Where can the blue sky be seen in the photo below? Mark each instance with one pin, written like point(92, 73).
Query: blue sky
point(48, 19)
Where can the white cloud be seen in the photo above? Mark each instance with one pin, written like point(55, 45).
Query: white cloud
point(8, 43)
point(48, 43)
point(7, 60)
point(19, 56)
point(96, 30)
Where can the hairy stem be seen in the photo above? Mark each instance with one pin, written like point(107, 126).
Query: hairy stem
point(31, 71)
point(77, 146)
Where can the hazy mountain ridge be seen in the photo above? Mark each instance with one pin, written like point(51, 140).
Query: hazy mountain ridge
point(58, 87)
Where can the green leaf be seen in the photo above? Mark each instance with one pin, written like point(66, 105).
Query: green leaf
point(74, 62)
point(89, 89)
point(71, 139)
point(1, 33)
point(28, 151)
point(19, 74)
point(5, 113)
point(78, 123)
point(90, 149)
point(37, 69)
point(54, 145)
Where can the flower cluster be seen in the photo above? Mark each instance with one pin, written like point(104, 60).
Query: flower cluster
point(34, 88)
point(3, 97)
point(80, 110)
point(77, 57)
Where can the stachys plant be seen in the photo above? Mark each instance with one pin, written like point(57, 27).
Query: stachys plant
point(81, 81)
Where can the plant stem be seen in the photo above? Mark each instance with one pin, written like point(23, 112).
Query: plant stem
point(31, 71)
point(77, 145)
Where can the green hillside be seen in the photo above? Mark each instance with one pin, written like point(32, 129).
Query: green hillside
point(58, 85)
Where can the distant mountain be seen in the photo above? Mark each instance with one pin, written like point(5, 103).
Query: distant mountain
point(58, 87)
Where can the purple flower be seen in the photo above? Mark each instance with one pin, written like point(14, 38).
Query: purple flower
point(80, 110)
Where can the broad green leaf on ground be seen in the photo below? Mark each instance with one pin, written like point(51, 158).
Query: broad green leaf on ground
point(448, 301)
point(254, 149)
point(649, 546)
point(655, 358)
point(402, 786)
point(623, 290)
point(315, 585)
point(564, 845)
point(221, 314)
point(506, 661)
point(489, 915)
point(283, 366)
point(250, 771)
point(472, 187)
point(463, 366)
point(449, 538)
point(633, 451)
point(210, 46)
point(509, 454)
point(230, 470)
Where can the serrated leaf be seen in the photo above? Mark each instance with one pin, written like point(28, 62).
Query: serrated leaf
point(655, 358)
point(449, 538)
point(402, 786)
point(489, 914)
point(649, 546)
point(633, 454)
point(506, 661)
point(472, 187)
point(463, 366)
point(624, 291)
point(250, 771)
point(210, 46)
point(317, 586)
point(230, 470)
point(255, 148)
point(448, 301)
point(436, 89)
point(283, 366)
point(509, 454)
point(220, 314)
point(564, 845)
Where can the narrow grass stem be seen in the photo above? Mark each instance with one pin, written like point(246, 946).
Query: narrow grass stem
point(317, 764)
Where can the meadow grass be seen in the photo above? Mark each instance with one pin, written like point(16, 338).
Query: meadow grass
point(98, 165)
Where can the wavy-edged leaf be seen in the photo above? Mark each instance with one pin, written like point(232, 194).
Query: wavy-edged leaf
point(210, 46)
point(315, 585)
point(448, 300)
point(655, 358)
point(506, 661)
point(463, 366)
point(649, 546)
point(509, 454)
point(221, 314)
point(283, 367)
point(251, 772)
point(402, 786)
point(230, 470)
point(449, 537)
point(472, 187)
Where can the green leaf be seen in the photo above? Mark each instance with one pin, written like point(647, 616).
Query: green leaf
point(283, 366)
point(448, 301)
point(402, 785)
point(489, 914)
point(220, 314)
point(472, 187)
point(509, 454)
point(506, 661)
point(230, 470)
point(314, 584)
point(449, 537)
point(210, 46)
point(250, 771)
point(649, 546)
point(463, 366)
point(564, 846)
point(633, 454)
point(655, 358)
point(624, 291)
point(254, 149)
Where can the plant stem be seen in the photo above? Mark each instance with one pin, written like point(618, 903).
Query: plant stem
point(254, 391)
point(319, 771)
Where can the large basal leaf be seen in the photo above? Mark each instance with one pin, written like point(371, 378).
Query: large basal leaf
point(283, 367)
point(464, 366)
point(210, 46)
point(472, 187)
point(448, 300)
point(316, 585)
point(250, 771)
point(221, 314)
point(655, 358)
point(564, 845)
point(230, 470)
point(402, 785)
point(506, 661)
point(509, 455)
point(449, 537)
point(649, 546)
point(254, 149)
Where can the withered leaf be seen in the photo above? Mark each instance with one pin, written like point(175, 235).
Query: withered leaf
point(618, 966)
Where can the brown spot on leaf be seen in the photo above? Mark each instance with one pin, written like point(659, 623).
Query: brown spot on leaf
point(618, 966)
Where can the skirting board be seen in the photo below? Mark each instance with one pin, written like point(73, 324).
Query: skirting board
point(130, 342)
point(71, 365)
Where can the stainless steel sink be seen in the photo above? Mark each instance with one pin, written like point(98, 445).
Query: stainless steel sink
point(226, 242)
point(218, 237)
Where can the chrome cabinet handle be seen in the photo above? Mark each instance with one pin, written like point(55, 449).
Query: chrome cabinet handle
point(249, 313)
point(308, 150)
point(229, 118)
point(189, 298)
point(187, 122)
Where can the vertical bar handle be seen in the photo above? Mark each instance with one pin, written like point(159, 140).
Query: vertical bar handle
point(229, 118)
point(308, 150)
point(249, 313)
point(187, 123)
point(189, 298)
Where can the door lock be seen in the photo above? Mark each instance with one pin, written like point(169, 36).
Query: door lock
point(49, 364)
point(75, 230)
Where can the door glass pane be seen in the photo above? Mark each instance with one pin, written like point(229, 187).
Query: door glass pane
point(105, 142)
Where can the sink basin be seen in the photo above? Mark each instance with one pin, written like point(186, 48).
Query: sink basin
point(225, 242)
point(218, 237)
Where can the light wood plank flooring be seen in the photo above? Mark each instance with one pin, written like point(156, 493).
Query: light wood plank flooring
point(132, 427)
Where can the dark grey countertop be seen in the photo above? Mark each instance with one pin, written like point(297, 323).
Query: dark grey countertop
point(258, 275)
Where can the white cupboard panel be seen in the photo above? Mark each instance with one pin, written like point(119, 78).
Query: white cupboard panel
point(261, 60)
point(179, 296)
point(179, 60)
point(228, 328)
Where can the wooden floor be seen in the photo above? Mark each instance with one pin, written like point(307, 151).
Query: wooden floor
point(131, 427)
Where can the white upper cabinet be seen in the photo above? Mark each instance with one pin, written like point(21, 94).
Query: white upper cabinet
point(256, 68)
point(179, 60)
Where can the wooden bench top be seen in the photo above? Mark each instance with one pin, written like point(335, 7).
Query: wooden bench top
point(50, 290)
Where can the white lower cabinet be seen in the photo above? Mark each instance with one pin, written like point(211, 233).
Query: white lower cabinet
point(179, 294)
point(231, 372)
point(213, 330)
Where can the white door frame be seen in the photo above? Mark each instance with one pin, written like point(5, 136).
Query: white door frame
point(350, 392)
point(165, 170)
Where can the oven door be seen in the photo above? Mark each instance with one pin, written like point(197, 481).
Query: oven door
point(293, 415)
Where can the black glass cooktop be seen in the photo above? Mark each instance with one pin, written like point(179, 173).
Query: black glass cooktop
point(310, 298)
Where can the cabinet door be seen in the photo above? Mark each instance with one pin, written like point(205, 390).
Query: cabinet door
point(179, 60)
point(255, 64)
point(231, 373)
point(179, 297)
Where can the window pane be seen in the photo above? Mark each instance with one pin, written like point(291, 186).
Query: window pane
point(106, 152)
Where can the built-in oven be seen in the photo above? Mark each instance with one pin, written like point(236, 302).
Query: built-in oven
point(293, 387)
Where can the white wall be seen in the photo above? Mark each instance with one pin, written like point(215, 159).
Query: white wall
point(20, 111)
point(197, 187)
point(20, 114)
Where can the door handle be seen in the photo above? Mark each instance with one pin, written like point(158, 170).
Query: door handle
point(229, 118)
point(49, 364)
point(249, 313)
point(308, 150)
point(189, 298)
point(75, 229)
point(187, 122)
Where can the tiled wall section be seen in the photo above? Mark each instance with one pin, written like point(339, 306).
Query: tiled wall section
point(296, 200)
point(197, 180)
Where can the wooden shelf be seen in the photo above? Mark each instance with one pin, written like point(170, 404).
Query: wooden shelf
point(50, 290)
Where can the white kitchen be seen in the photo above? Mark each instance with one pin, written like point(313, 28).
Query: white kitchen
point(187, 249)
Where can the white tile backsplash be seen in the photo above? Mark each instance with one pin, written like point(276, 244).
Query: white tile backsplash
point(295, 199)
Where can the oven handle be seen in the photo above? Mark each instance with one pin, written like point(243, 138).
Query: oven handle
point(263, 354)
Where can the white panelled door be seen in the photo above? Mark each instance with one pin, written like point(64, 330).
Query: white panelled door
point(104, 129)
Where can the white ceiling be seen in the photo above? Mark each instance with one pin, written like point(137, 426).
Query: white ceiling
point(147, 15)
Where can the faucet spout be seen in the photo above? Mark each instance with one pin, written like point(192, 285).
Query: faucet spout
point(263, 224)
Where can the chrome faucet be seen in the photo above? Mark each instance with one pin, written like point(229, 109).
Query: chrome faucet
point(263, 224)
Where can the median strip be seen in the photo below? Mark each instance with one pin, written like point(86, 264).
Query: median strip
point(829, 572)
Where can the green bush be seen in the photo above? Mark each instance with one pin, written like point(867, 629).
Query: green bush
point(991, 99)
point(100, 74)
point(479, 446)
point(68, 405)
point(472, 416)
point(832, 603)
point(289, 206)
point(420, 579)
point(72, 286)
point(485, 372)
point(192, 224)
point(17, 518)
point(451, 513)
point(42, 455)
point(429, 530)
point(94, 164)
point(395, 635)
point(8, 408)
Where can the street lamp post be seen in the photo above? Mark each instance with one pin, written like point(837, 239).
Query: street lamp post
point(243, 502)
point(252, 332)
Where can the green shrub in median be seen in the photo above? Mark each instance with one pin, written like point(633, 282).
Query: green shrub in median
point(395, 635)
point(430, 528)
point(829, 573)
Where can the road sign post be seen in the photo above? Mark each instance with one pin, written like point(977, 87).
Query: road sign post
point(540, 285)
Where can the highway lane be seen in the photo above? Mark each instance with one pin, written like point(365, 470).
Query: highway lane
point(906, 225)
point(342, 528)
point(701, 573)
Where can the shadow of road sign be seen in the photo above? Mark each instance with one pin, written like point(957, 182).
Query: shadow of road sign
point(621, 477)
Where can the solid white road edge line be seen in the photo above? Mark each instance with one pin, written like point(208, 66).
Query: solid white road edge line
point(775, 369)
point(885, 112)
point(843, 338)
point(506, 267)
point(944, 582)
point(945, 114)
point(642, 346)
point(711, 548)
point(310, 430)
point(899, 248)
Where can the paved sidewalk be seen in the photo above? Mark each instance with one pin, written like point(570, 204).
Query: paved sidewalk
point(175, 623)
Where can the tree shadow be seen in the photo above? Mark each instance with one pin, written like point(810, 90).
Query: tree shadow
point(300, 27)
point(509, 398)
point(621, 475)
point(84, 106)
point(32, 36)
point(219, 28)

━━━━━━━━━━

EXERCISE:
Rescale everything in the listing from the line containing "Where can the chrome cabinet" down to the line containing "point(258, 275)", both ends included, and give all of those lines again, the asking lines too. Multiply every answer point coordinate by 2 and round to whole numbers, halves up, leaving the sample points in the asking lines as they are.

RESULT OF THE EXERCISE:
Where can the chrome cabinet handle be seen in the photo above? Mark each instance with one pin, written like point(55, 449).
Query: chrome cabinet handle
point(498, 626)
point(616, 300)
point(458, 236)
point(378, 596)
point(374, 244)
Where can the vertical bar handle be seen in the photo above? Mark each instance with one pin, written like point(159, 140).
Query: vertical bar handle
point(458, 236)
point(616, 300)
point(498, 626)
point(374, 246)
point(378, 596)
Where can the door lock be seen in the photo above? Mark each instance with one pin, written like point(169, 36).
Query: door lock
point(98, 728)
point(150, 460)
Where can the door glass pane be seen in the photo above? Mark each instance with one pin, written like point(229, 187).
Query: door glass pane
point(210, 284)
Where can the sink basin be seen in the photo above? Mark each instance with one pin, written like point(186, 48).
Query: sink basin
point(450, 484)
point(436, 474)
Where can the light wood plank flooring be seen in the photo above? Mark each instance with one pin, written like point(156, 493).
Query: light wood plank flooring
point(264, 854)
Where can the dark grey countertop be seen in the photo above? Mark each instance with one pin, written like point(297, 323).
Query: dark grey countertop
point(516, 550)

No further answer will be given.